-------- Excerpted text
As HonestReporting illustrated in our March 2 communique, media reports regularly refuse to acknowledge the regular Palestinian incitement to hate and suicide bombing that lies at the heart of this problem. Instead, Israel is blamed for even this most obscene child abuse.

Yesterday’s USA Today article on this topic is another example of this. The thesis of the article is that ‘the sense that some Arab mothers hate Jews more than they love their children’ is simply wrong. The reporter interviews three pro-Palestinian ‘experts’ to reach this conclusion:

Experts discount claims that any Palestinian mother would wish her child to die as a martyr, even though the mothers of suicide bombers commonly are quoted as glorying in their child’s death. Such comments are meant to provide a show of strength and assuage political and community pressure, mental health experts say.

In other words, when Palestinian mothers, such as Umm Nidal who ‘always longed to be a mother of a shahid’, say they are fiercely proud of their dead terrorist sons, they are not to be taken seriously — it’s only a psychological phenomenon meant to ‘assuage community pressure.’

USA Today also passes off the full horror of jihadi suicide bombing against innocent civilians as a religious dilemma:

Religious mothers have a particular conflict in child rearing; in Islam, life on Earth is considered a test for getting into heaven. Dying as a martyr ensures immediate ascent there. [A psychologist] recounts an incident last week involving a devout mother suffering immense guilt because her son kept telling her he wanted to die as a martyr. ” ‘I don’t want him to die,’ ” Sarraj says the mother told him. ” ‘But at the same time, I’m a good Muslim.'”

The fact that the Palestinian brand of Islam requires her to make a choice between keeping her son (bad Muslim) and watching him blow up on an Israel commuter bus (good Muslim) is somehow avoided here. Responsible reporting would never show such utter lack of moral context.
----------------
-------- Study material
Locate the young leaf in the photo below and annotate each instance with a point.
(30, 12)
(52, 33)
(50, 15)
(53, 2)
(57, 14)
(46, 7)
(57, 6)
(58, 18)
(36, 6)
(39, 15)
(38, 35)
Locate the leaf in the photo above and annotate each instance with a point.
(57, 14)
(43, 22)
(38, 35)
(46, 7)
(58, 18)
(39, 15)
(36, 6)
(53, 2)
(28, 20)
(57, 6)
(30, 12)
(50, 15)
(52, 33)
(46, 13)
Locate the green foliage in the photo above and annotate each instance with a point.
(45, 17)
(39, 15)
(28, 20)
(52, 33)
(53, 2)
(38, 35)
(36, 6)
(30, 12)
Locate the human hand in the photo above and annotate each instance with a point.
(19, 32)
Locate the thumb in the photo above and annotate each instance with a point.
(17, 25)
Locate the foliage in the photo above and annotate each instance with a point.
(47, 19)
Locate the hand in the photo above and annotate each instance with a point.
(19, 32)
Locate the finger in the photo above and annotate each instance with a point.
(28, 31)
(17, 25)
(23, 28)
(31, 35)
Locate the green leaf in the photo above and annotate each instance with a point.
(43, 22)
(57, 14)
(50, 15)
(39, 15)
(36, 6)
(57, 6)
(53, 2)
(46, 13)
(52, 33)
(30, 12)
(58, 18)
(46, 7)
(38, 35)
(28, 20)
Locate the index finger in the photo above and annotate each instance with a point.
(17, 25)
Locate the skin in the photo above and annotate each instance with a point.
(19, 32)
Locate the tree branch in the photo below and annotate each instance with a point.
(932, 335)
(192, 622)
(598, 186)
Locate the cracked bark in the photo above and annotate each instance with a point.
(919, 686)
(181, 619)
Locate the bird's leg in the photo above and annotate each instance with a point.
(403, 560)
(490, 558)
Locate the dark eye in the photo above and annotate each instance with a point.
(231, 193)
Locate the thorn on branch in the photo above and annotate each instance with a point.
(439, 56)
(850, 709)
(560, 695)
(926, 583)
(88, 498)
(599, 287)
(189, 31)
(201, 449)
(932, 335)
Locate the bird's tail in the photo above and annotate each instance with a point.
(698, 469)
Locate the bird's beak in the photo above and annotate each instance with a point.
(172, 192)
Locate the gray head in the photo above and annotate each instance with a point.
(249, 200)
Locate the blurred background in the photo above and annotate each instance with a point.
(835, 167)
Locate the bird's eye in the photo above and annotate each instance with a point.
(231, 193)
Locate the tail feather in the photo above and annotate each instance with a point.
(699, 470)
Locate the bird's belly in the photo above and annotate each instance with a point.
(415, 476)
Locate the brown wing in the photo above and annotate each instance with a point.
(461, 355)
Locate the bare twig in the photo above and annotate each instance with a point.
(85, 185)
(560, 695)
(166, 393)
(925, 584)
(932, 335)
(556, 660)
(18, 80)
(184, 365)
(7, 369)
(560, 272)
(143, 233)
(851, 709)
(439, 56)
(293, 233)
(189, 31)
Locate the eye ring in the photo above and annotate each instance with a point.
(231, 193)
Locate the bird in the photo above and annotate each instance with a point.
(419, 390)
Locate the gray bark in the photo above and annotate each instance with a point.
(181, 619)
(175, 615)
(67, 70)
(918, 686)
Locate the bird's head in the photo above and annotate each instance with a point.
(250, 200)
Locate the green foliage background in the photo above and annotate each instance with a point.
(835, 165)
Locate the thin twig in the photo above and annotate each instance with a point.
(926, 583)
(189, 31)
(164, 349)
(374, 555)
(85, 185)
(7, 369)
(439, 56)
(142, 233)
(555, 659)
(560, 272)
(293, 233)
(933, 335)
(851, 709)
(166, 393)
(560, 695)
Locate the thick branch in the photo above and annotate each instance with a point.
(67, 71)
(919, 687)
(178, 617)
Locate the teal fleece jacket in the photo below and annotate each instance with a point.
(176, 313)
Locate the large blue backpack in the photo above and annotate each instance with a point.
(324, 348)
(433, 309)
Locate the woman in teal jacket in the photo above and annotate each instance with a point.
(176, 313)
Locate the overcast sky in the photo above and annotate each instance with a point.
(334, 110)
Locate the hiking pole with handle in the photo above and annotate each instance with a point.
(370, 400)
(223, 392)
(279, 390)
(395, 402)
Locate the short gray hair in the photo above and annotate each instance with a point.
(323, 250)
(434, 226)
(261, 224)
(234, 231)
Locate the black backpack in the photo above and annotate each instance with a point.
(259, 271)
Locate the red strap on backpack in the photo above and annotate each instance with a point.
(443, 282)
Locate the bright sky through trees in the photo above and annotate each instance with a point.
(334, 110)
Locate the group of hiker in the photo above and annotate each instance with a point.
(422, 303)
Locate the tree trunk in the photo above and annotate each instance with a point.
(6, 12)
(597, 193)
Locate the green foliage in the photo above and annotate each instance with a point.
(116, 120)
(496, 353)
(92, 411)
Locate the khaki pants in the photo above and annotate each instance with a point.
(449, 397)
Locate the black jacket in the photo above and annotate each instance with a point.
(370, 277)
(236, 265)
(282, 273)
----------------
Reproduce the stretch of the media-criticism excerpt from "The fact that" through "of moral context.", word for word.

The fact that the Palestinian brand of Islam requires her to make a choice between keeping her son (bad Muslim) and watching him blow up on an Israel commuter bus (good Muslim) is somehow avoided here. Responsible reporting would never show such utter lack of moral context.